(Stored data entries)

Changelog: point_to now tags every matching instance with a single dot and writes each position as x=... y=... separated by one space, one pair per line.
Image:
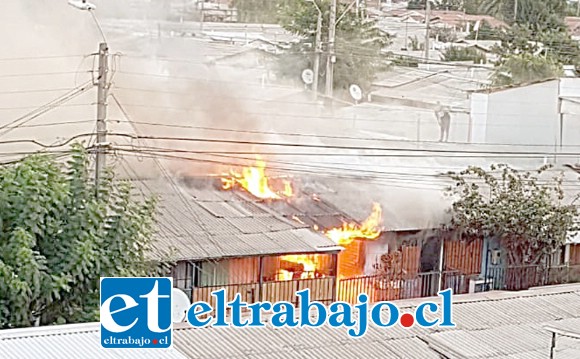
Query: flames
x=369 y=229
x=306 y=266
x=254 y=180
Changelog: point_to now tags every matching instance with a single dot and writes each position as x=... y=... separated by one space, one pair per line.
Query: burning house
x=219 y=238
x=268 y=237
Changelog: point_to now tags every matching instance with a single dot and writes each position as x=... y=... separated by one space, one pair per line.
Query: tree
x=358 y=44
x=455 y=53
x=525 y=68
x=257 y=11
x=545 y=13
x=537 y=46
x=57 y=238
x=527 y=215
x=485 y=32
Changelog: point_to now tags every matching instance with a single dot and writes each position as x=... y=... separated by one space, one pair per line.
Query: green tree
x=485 y=32
x=544 y=13
x=525 y=213
x=57 y=238
x=358 y=44
x=455 y=53
x=525 y=68
x=257 y=11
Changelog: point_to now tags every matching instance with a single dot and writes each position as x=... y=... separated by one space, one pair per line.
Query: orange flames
x=369 y=229
x=255 y=181
x=307 y=262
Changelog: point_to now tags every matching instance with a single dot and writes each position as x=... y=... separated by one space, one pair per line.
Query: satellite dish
x=355 y=92
x=308 y=76
x=180 y=305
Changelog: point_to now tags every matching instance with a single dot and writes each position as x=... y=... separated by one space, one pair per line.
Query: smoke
x=45 y=27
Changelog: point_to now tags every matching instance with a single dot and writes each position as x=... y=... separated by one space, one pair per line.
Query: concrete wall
x=523 y=115
x=546 y=113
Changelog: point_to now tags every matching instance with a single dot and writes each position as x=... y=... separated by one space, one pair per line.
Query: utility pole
x=331 y=39
x=427 y=21
x=101 y=112
x=318 y=50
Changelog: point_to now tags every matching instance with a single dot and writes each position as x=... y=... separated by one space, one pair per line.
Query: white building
x=542 y=114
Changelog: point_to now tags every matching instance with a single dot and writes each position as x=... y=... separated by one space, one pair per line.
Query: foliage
x=485 y=32
x=547 y=14
x=455 y=53
x=257 y=11
x=416 y=45
x=405 y=61
x=444 y=35
x=358 y=44
x=525 y=68
x=57 y=238
x=416 y=5
x=449 y=5
x=526 y=214
x=537 y=46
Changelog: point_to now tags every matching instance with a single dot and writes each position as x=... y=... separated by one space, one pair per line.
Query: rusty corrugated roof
x=202 y=221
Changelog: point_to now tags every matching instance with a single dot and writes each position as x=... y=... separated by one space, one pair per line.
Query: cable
x=333 y=147
x=33 y=91
x=44 y=74
x=38 y=57
x=45 y=108
x=403 y=151
x=312 y=168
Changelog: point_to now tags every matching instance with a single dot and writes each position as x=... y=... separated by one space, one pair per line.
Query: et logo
x=136 y=312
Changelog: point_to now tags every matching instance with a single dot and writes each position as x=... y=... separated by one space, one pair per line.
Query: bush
x=455 y=53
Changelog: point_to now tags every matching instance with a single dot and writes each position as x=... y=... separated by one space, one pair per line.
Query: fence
x=524 y=277
x=381 y=288
x=321 y=290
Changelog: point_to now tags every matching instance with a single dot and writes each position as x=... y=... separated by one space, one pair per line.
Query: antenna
x=308 y=76
x=180 y=305
x=355 y=92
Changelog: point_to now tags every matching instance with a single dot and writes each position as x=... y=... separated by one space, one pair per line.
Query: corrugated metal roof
x=200 y=221
x=516 y=333
x=69 y=342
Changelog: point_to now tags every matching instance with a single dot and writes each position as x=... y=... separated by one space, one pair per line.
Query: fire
x=255 y=181
x=298 y=220
x=369 y=229
x=306 y=262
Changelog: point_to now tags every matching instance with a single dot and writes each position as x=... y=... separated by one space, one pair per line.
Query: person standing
x=444 y=121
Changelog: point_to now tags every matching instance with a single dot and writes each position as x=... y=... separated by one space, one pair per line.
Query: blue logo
x=136 y=312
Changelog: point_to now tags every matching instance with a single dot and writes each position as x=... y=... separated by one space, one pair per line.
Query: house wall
x=524 y=115
x=351 y=260
x=537 y=114
x=574 y=254
x=463 y=256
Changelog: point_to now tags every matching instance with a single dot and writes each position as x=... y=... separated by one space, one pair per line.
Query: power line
x=38 y=57
x=45 y=108
x=44 y=74
x=398 y=152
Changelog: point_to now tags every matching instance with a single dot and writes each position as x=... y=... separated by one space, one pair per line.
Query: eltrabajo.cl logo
x=136 y=312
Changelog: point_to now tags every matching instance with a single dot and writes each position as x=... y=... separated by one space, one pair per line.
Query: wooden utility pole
x=101 y=112
x=330 y=60
x=427 y=28
x=318 y=50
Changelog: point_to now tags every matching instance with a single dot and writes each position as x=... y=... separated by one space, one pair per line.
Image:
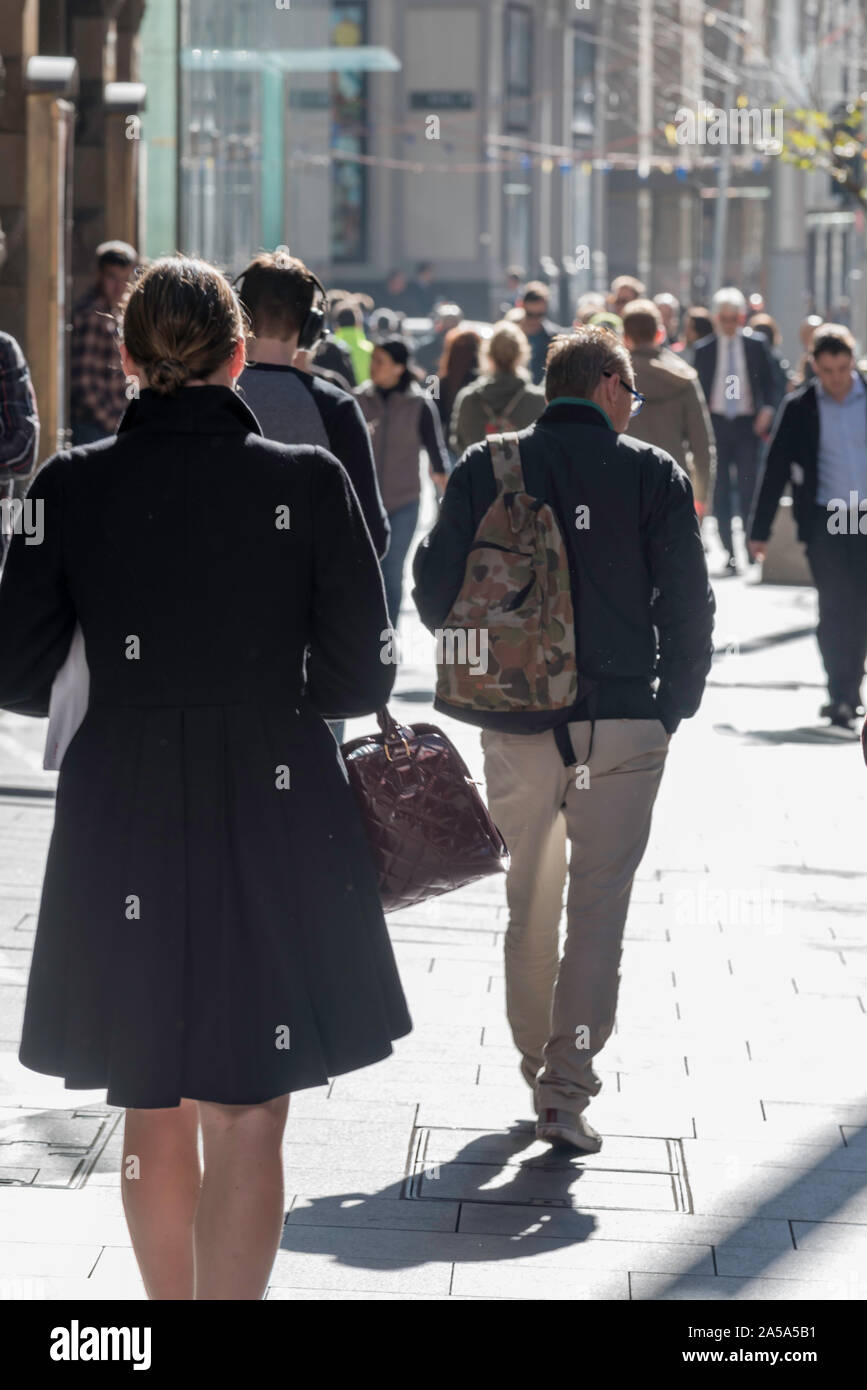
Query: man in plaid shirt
x=18 y=423
x=97 y=385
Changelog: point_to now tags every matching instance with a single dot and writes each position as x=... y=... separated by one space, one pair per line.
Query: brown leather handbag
x=427 y=824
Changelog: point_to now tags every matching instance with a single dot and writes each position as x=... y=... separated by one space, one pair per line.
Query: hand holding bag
x=427 y=824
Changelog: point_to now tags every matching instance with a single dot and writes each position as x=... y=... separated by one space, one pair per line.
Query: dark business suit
x=738 y=446
x=838 y=560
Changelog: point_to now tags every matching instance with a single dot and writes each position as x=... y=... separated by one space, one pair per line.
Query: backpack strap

- **Task instructions**
With the pictures stripped out, return each record word for word.

- **Result**
Changelog: point_to now tags every matching instance with a single dot and writes each position as x=... y=... separated by one space, one pair per line.
Image:
Query: flames
x=369 y=229
x=306 y=266
x=254 y=180
Changelog: point_to now tags every matching instance with a single dot and writes each position as x=... y=... separated by one space, one pair per line.
Query: burning house
x=219 y=238
x=268 y=237
Changelog: point_to now tags every matching instance with a single dot and writes each position as x=... y=... separated by one space, one pair per line.
Query: tree
x=358 y=44
x=455 y=53
x=525 y=68
x=257 y=11
x=545 y=13
x=537 y=46
x=57 y=238
x=527 y=215
x=485 y=32
Changelog: point_to now tags every matching instance with a single dot and writes each position as x=... y=... separated by one space, one pair per line.
Query: green tree
x=485 y=32
x=544 y=13
x=525 y=213
x=57 y=238
x=358 y=44
x=455 y=53
x=525 y=68
x=257 y=11
Changelog: point_to now tags every matching instance with a single dot and writes each position as x=... y=... separated by one space, one pair per line.
Query: orange flames
x=369 y=229
x=255 y=181
x=307 y=262
Changelog: point_to now tags every matching instance with a single dot and writes each position as x=... y=... separated by one space, one pair per line.
Query: satellite dish
x=355 y=92
x=308 y=76
x=180 y=305
Changelog: point_to now tags every matching instance with a single dot and writes each position as x=... y=... separated by one space, one pair per line.
Query: smoke
x=45 y=27
Changelog: point_to now tags every matching instance with a single dot and writes each position as x=... y=... separated by one space, one pair per line.
Query: concrete wall
x=523 y=115
x=546 y=113
Changelog: point_to now tags every matching instance with a single dot and writes each position as x=... y=... separated by one space, one pair per line.
Query: utility pole
x=331 y=39
x=427 y=21
x=101 y=112
x=318 y=50
Changelog: point_to now tags every matching instance with a single dot and writes each position as x=... y=... separated by one space, one pair per line.
Query: white building
x=542 y=114
Changelog: point_to now tags every matching instance with a single dot and writes each position as x=... y=... separated by one space, one pair per line.
Query: foliage
x=485 y=32
x=547 y=14
x=455 y=53
x=257 y=11
x=416 y=45
x=405 y=61
x=444 y=35
x=358 y=44
x=525 y=68
x=57 y=238
x=416 y=5
x=449 y=5
x=526 y=214
x=537 y=46
Changelog: point_to now tags every matching instance with a single dot and writes each position as x=... y=... separated by one space, one pair per line.
Query: rusty corrugated roof
x=202 y=221
Changelog: point_to now tags every matching instance with a single dot and writes each position as x=... y=... separated by one space, one pair per line.
Query: cable
x=333 y=147
x=33 y=91
x=44 y=74
x=38 y=57
x=45 y=108
x=403 y=151
x=312 y=168
Changelog: point_to now tags every matching instance with a single dot and writes each position as x=... y=... separated by one space, one pair per line.
Query: et logo
x=136 y=312
Changelog: point_to now tags every matching instance with a single dot and writes each position as x=... y=... separated by one space, one pair per line.
Query: bush
x=455 y=53
Changelog: point_to now tags every matching instance with a single dot and writes each position as x=... y=... separated by one space, one pair per line.
Query: fence
x=524 y=277
x=381 y=288
x=321 y=290
Changelog: point_to now tags every matching instance with a single dot and writes each position as x=... y=... separated by one space, one pair per line.
Query: antenna
x=308 y=76
x=180 y=305
x=355 y=92
Changelog: point_to now tags every matching instance with a single dot and writes each position as x=... y=... separated by one space, one pair per line.
Query: corrugated metal roof
x=200 y=221
x=516 y=333
x=69 y=342
Changelog: point_to now tags every matching instance with a single dot and writes each position as x=... y=... separated by one space, one pair per line.
Query: fire
x=255 y=181
x=298 y=220
x=369 y=229
x=306 y=262
Changelog: point_to now tags every matching instance with a single dot and writes each position as x=... y=... separated by one space, one pair per line.
Query: person standing
x=444 y=121
Changelog: point_to now tags every matching instance with a single dot and writes each position as x=... y=... separated by one space, one pair per line.
Query: blue logo
x=136 y=312
Changelog: point_to now tags every matching instance with a single dot and writes each position as x=... y=... separated by one space, one pair per line.
Query: house wall
x=524 y=115
x=351 y=260
x=537 y=114
x=574 y=254
x=463 y=256
Changelog: point_to now tags every matching instance with a single dot and writes each position as x=... y=... separated by one space, one pair per line.
Query: power line
x=38 y=57
x=45 y=108
x=44 y=74
x=398 y=152
Changelog: point_to now tags every matching instance with a single dot and writes each position as x=... y=... separated by one space, one pair per line.
Query: eltrabajo.cl logo
x=136 y=312
Changelog: point_to now tags every matching instance with a single dot and writes each position as x=... y=... separated by one space, one pair per line.
Query: wooden utility pole
x=101 y=112
x=330 y=60
x=427 y=28
x=318 y=50
Changelog: point_to now tags every matching instance with a single dot and writes each position as x=... y=... separated by one space, one pair per line.
Image:
Query: man in plaid shirt
x=18 y=423
x=97 y=385
Changelog: point_to now tags every matching instance with a single dot and writes each position as x=... y=... separated by one space, one pair per line.
Query: brown leather handbag
x=427 y=824
Changelog: point_to now tags every matching instance with a single dot and writes each position as x=... y=... separated by one space, one pair per line.
Query: hand holding bag
x=427 y=824
Changelog: point_to now tags every matching instance with a single dot and writes each position as x=... y=... separated by one space, one pair per line.
Query: dark business suit
x=738 y=446
x=838 y=560
Changelog: point_to now tags every matching instance with a single dot and writes each position as x=... y=... separated by one space, one pair per line.
Query: backpack strap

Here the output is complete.